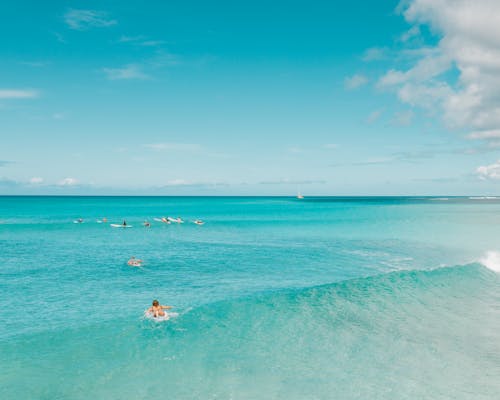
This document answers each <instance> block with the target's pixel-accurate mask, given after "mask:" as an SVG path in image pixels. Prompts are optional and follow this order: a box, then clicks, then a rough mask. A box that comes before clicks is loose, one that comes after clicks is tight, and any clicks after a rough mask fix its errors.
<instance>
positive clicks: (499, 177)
mask: <svg viewBox="0 0 500 400" xmlns="http://www.w3.org/2000/svg"><path fill="white" fill-rule="evenodd" d="M476 173H477V174H478V176H479V179H482V180H487V179H493V180H497V179H500V160H498V161H497V162H496V163H494V164H491V165H484V166H480V167H477V169H476Z"/></svg>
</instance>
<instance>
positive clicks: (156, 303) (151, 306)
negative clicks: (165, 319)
mask: <svg viewBox="0 0 500 400" xmlns="http://www.w3.org/2000/svg"><path fill="white" fill-rule="evenodd" d="M171 308H172V306H163V305H161V304H160V303H159V302H158V300H153V305H152V306H151V307H149V308H148V309H147V310H146V311H145V313H146V314H152V315H153V317H155V318H158V317H164V316H165V315H166V314H165V311H163V310H169V309H171Z"/></svg>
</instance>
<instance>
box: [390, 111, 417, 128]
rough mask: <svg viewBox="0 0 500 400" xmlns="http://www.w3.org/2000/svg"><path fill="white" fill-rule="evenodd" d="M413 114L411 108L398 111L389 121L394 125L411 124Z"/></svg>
mask: <svg viewBox="0 0 500 400" xmlns="http://www.w3.org/2000/svg"><path fill="white" fill-rule="evenodd" d="M413 116H414V114H413V111H411V110H406V111H400V112H397V113H395V114H394V118H393V119H392V121H391V122H392V124H394V125H396V126H408V125H411V122H412V121H413Z"/></svg>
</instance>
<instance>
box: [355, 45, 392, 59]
mask: <svg viewBox="0 0 500 400" xmlns="http://www.w3.org/2000/svg"><path fill="white" fill-rule="evenodd" d="M386 56H387V49H385V48H380V47H372V48H370V49H367V50H366V51H365V52H364V54H363V56H362V57H361V59H362V60H363V61H366V62H369V61H379V60H383V59H384V58H386Z"/></svg>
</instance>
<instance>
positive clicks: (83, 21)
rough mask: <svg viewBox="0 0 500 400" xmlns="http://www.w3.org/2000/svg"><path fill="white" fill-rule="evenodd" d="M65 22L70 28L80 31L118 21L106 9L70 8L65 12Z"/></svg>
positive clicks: (112, 22) (110, 23)
mask: <svg viewBox="0 0 500 400" xmlns="http://www.w3.org/2000/svg"><path fill="white" fill-rule="evenodd" d="M64 22H66V25H68V27H69V28H70V29H75V30H79V31H82V30H86V29H90V28H105V27H109V26H113V25H116V24H117V23H118V22H117V21H116V20H114V19H111V18H110V17H109V16H108V14H107V13H106V12H104V11H95V10H76V9H70V10H69V11H68V12H67V13H66V14H64Z"/></svg>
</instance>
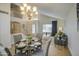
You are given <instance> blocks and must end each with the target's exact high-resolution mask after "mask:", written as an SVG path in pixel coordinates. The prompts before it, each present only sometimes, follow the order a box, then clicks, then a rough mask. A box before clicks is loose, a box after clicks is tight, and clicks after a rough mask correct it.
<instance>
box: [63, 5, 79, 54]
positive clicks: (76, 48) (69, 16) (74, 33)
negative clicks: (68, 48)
mask: <svg viewBox="0 0 79 59" xmlns="http://www.w3.org/2000/svg"><path fill="white" fill-rule="evenodd" d="M64 26H65V33H66V34H67V35H68V42H69V43H68V46H69V49H70V51H71V54H72V55H79V46H78V45H79V32H77V14H76V4H73V7H72V8H71V10H70V12H69V14H68V17H67V18H66V19H65V25H64Z"/></svg>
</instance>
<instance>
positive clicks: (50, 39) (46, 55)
mask: <svg viewBox="0 0 79 59" xmlns="http://www.w3.org/2000/svg"><path fill="white" fill-rule="evenodd" d="M50 44H51V39H49V41H48V44H47V47H46V53H45V56H48V53H49V48H50Z"/></svg>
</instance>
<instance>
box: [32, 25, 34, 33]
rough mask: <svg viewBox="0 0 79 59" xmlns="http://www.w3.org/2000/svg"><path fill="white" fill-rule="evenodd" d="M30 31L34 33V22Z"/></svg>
mask: <svg viewBox="0 0 79 59" xmlns="http://www.w3.org/2000/svg"><path fill="white" fill-rule="evenodd" d="M32 33H35V24H33V25H32Z"/></svg>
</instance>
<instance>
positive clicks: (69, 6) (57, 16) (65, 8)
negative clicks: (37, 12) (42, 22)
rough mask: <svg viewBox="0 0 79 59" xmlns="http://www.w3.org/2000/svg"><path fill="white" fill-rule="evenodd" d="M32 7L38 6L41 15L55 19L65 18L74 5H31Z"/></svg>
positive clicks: (38, 9)
mask: <svg viewBox="0 0 79 59" xmlns="http://www.w3.org/2000/svg"><path fill="white" fill-rule="evenodd" d="M30 5H32V6H33V5H34V6H37V8H38V11H39V13H42V14H45V15H48V16H51V17H55V18H65V17H66V16H67V15H68V13H69V11H70V10H71V8H72V6H73V5H74V3H31V4H30Z"/></svg>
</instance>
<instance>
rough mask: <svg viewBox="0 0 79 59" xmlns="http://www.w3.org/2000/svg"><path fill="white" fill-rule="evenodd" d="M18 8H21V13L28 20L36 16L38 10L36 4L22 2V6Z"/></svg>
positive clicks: (33, 17) (37, 15) (29, 19)
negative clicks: (31, 3)
mask: <svg viewBox="0 0 79 59" xmlns="http://www.w3.org/2000/svg"><path fill="white" fill-rule="evenodd" d="M20 10H21V14H22V15H24V16H26V17H27V18H28V20H32V19H34V18H37V17H38V11H37V7H36V6H30V5H27V4H22V6H20Z"/></svg>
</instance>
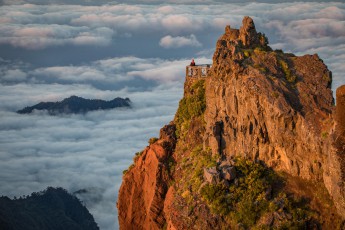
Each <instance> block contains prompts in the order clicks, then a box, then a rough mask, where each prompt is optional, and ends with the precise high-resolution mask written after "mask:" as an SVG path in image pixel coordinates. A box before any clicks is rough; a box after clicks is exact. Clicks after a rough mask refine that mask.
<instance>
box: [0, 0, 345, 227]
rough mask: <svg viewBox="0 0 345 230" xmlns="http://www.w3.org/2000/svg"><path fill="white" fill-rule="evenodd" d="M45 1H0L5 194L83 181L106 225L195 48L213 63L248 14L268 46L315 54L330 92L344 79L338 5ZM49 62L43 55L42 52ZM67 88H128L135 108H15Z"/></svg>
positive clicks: (119, 95) (204, 2)
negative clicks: (128, 176) (56, 113)
mask: <svg viewBox="0 0 345 230" xmlns="http://www.w3.org/2000/svg"><path fill="white" fill-rule="evenodd" d="M46 2H47V1H43V0H27V1H25V0H16V1H7V0H6V1H2V3H6V4H2V6H1V7H0V53H1V55H0V101H1V103H0V118H1V123H0V183H1V184H2V185H3V186H1V189H0V194H2V195H11V196H20V195H23V194H30V193H31V192H33V191H39V190H42V189H44V188H45V187H47V186H63V187H65V188H67V189H68V190H69V191H70V192H73V191H76V190H80V189H85V188H86V189H88V190H90V191H91V192H90V194H84V195H82V196H83V200H84V201H85V202H86V204H87V205H88V208H90V210H91V212H92V214H93V215H94V216H95V218H96V221H97V222H98V223H99V225H100V226H101V229H105V230H107V229H114V228H115V229H116V228H117V227H118V223H117V217H116V212H117V210H116V209H115V202H116V199H117V192H118V189H119V186H120V184H121V177H122V171H123V169H125V168H127V167H128V166H129V165H130V164H131V162H132V157H133V156H134V153H135V152H137V151H141V150H142V149H143V148H144V147H145V146H146V144H147V140H148V139H149V138H150V137H152V136H157V135H158V132H159V129H160V128H161V127H162V126H163V125H164V124H166V123H168V122H169V121H170V120H171V119H172V118H173V115H174V113H175V111H176V108H177V105H178V100H179V99H180V98H181V97H182V93H183V92H182V90H183V81H184V75H185V68H184V67H185V65H186V64H188V63H189V62H190V59H191V58H192V57H195V58H196V61H197V63H202V64H204V63H207V64H208V63H211V57H212V54H213V50H214V47H215V42H216V40H217V38H218V37H219V36H220V35H221V33H223V30H224V27H225V25H227V24H231V26H232V27H237V28H238V27H239V26H240V24H241V20H242V18H243V16H244V15H250V16H252V17H253V18H254V21H255V24H256V27H257V29H258V30H259V31H261V32H264V33H266V35H267V36H268V37H269V39H270V44H271V46H272V47H273V48H275V49H283V50H284V51H286V52H294V53H296V52H297V54H298V55H304V54H307V53H311V54H313V53H319V55H320V57H321V58H322V59H323V60H324V61H325V63H326V64H327V65H328V66H329V68H330V70H332V72H333V80H334V81H333V86H332V87H333V90H335V89H336V87H338V86H339V85H341V84H344V73H345V66H344V64H343V62H344V59H345V56H344V53H345V45H344V44H345V33H344V29H343V28H345V24H344V20H345V17H344V15H345V4H344V3H342V2H331V3H326V2H318V3H315V2H293V3H286V2H285V1H282V2H283V3H279V4H266V3H253V2H252V1H250V2H249V3H241V4H228V3H222V1H211V0H190V1H188V3H193V4H183V5H179V4H178V3H186V1H169V0H168V1H165V2H164V4H163V3H162V2H161V1H160V2H158V1H156V0H142V1H134V0H133V1H128V2H124V3H123V4H115V3H114V4H110V3H109V1H98V3H97V4H95V3H93V2H92V1H86V0H73V1H67V0H54V1H49V2H50V3H51V4H46ZM173 2H174V4H170V3H173ZM266 2H273V0H272V1H271V0H267V1H266ZM14 3H16V4H18V5H13V4H14ZM157 3H160V4H159V5H157ZM208 3H214V4H210V5H207V4H208ZM103 4H107V5H103ZM198 54H199V55H198ZM46 59H47V60H50V62H47V63H49V64H46V63H44V64H43V63H40V61H38V60H43V61H42V62H44V61H45V60H46ZM75 59H77V60H78V61H75ZM66 60H67V61H66ZM68 60H69V61H70V62H71V60H73V63H69V61H68ZM66 63H67V64H66ZM71 95H78V96H82V97H85V98H100V99H104V100H110V99H113V98H114V97H117V96H121V97H129V98H130V99H131V100H132V101H133V109H131V110H124V109H116V110H111V111H96V112H91V113H88V114H86V115H85V116H81V115H68V116H67V115H66V116H56V117H50V116H48V115H47V114H45V113H35V114H32V115H28V116H27V115H25V116H23V115H18V114H15V113H14V111H16V110H18V109H21V108H23V107H24V106H27V105H33V104H36V103H38V102H40V101H58V100H61V99H63V98H66V97H68V96H71Z"/></svg>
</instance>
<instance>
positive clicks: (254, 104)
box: [117, 17, 345, 229]
mask: <svg viewBox="0 0 345 230" xmlns="http://www.w3.org/2000/svg"><path fill="white" fill-rule="evenodd" d="M331 83H332V73H331V71H329V70H328V68H327V66H326V65H325V64H324V63H323V61H322V60H321V59H320V57H319V56H318V55H317V54H314V55H304V56H295V55H293V54H289V53H284V52H283V51H281V50H272V49H271V48H270V47H269V45H268V39H267V38H266V36H265V35H264V34H261V33H258V32H257V31H256V29H255V24H254V22H253V20H252V19H251V18H250V17H244V19H243V22H242V27H241V28H240V29H233V28H231V27H230V26H227V27H226V28H225V33H224V34H223V35H222V36H220V38H219V39H218V41H217V43H216V50H215V52H214V55H213V64H212V67H211V68H210V70H209V71H208V73H207V77H196V76H194V75H187V76H186V81H185V85H184V97H183V98H182V99H181V101H180V103H179V107H178V110H177V112H176V114H175V118H174V121H173V122H172V123H170V124H169V125H168V126H166V127H164V128H163V129H162V131H161V137H160V138H159V139H158V141H156V142H154V143H153V142H151V143H150V145H149V146H148V147H147V148H146V149H145V150H144V152H143V153H141V154H137V156H136V157H135V161H134V164H133V166H131V167H130V168H129V169H128V171H126V172H125V173H124V176H123V183H122V186H121V188H120V192H119V199H118V204H117V206H118V209H119V221H120V228H121V229H138V228H139V229H164V228H166V229H224V228H225V229H250V228H254V227H258V228H268V229H276V228H277V229H280V228H283V229H284V228H285V229H290V228H297V229H320V228H321V229H341V228H343V227H344V221H343V220H344V218H345V187H344V181H345V179H344V178H345V177H344V174H345V157H344V154H345V152H344V146H345V141H344V137H345V120H344V117H345V101H344V98H345V92H344V91H345V90H344V86H343V87H340V88H339V89H338V90H337V106H336V107H335V104H334V99H333V96H332V90H331ZM166 130H170V132H169V135H167V134H166V135H162V133H166ZM172 130H175V131H174V132H172Z"/></svg>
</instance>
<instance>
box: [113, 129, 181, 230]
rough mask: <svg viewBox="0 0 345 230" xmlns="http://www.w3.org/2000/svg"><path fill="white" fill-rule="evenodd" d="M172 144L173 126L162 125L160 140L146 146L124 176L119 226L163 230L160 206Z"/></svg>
mask: <svg viewBox="0 0 345 230" xmlns="http://www.w3.org/2000/svg"><path fill="white" fill-rule="evenodd" d="M175 144H176V138H175V127H174V126H173V125H167V126H165V127H163V128H162V129H161V133H160V139H159V140H157V141H156V142H155V143H153V144H151V145H150V146H148V147H146V148H145V149H144V151H143V152H142V153H141V155H140V156H138V157H137V158H136V159H135V162H134V165H133V166H132V167H131V168H130V169H129V170H128V171H127V172H126V173H125V175H124V176H123V182H122V184H121V188H120V191H119V199H118V203H117V208H118V210H119V222H120V228H121V229H126V230H129V229H133V230H134V229H135V230H137V229H162V228H163V226H164V225H165V223H166V221H165V217H164V214H163V208H164V200H165V196H166V193H167V190H168V186H169V185H168V182H169V180H171V176H170V171H169V162H170V161H171V160H172V159H171V158H170V157H171V154H172V153H173V150H174V148H175Z"/></svg>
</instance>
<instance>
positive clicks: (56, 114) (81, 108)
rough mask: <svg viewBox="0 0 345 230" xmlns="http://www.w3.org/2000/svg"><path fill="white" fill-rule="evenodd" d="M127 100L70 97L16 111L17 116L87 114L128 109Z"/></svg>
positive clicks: (118, 98)
mask: <svg viewBox="0 0 345 230" xmlns="http://www.w3.org/2000/svg"><path fill="white" fill-rule="evenodd" d="M130 102H131V101H130V100H129V98H125V99H123V98H120V97H117V98H115V99H113V100H111V101H104V100H98V99H92V100H91V99H85V98H82V97H77V96H71V97H69V98H66V99H64V100H62V101H58V102H40V103H38V104H36V105H33V106H29V107H25V108H24V109H21V110H18V111H17V113H19V114H27V113H32V112H33V111H34V110H46V111H48V113H49V114H50V115H57V114H70V113H87V112H89V111H94V110H105V109H114V108H117V107H130Z"/></svg>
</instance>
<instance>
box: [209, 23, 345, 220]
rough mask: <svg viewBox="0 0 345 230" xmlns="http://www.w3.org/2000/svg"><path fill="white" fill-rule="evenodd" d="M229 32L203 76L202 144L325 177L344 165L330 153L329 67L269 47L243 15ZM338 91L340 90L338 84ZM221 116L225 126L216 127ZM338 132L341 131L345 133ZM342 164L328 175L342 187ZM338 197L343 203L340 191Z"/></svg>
mask: <svg viewBox="0 0 345 230" xmlns="http://www.w3.org/2000/svg"><path fill="white" fill-rule="evenodd" d="M230 33H232V34H237V32H231V31H230ZM228 34H229V29H228V27H227V28H226V31H225V34H224V35H223V36H221V37H220V39H219V40H218V42H217V47H216V51H215V54H214V57H213V63H214V65H213V66H212V68H211V72H212V73H211V76H210V77H209V78H208V79H207V80H206V95H207V100H206V101H207V105H206V108H207V109H206V113H205V121H206V122H207V125H206V130H207V131H206V135H205V136H204V138H205V139H204V140H205V144H204V145H205V146H211V148H212V150H213V153H214V154H220V155H226V156H236V155H241V156H245V157H247V158H250V159H253V160H262V161H264V162H266V164H267V165H269V166H271V167H273V168H274V169H276V170H282V171H285V172H287V173H289V174H291V175H294V176H300V177H302V178H305V179H311V180H316V181H323V180H324V179H325V172H327V171H329V170H331V171H332V170H333V171H334V165H337V164H338V165H339V167H341V162H340V160H339V159H337V160H332V161H331V160H330V158H332V157H335V156H337V155H339V154H334V153H331V152H332V151H331V149H332V148H331V147H329V146H328V145H327V143H328V142H332V143H333V139H332V138H331V136H332V135H331V134H332V133H333V131H332V122H333V105H334V102H333V97H332V91H331V88H330V86H331V77H332V75H331V72H330V71H329V70H328V69H327V66H326V65H325V64H324V63H323V61H322V60H321V59H320V58H319V57H318V55H316V54H315V55H305V56H302V57H296V56H294V55H291V54H284V53H282V52H280V51H275V52H274V51H271V49H270V48H269V47H268V46H267V41H266V40H265V39H264V38H263V36H262V35H260V34H258V33H257V32H256V31H255V26H254V23H253V21H252V20H251V19H248V18H247V17H245V18H244V20H243V26H242V27H241V29H240V32H239V36H238V37H237V38H236V36H234V35H231V36H228ZM261 38H262V39H261ZM261 40H262V41H263V40H265V41H264V42H262V43H261V42H260V41H261ZM248 48H249V49H248ZM337 92H338V95H342V93H341V92H342V90H341V89H339V90H338V91H337ZM339 98H340V100H339V101H337V104H339V109H338V107H337V111H338V115H337V120H338V122H337V123H338V125H337V127H338V128H337V129H338V130H343V129H344V128H343V126H342V125H341V123H343V122H344V121H343V119H344V114H343V113H342V110H343V108H342V106H341V104H342V103H343V102H342V100H344V97H343V96H339ZM220 123H222V124H223V128H222V130H221V131H218V132H215V130H220V129H219V124H220ZM339 123H340V124H339ZM337 134H338V135H337V137H338V139H341V138H342V137H343V136H344V133H342V132H341V131H338V132H337ZM325 145H327V146H328V147H326V148H325V147H324V146H325ZM339 146H344V145H343V144H342V143H341V144H338V149H337V150H335V151H336V152H339V151H342V150H339V148H341V147H339ZM330 154H331V155H332V156H330ZM335 161H336V162H338V163H335ZM341 171H342V170H341V168H339V169H338V170H337V173H335V172H333V173H332V175H333V180H334V178H338V179H337V183H335V182H332V186H335V187H337V189H338V190H342V191H343V190H344V187H342V186H343V182H341V181H342V180H341V179H340V174H339V173H341ZM336 175H337V176H336ZM340 182H341V183H340ZM337 184H338V185H337ZM339 185H340V186H339ZM326 187H329V186H327V185H326ZM341 187H342V188H341ZM332 190H334V189H332ZM338 197H339V198H340V199H338V200H337V202H336V203H337V204H340V203H342V202H343V201H344V197H343V196H340V195H339V196H338ZM341 206H342V205H341ZM344 207H345V206H344ZM339 208H340V207H339ZM340 209H341V210H343V208H340ZM343 213H345V212H343Z"/></svg>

• • •

**Work instructions**
Identify every line of the records that contains the string "negative", treating uppercase and lowercase as different, and copy each of those lines.

**Result below**
negative clicks: (165, 319)
negative clicks: (68, 48)
negative clicks: (37, 12) (42, 22)
negative clicks: (31, 3)
negative clicks: (128, 176) (56, 113)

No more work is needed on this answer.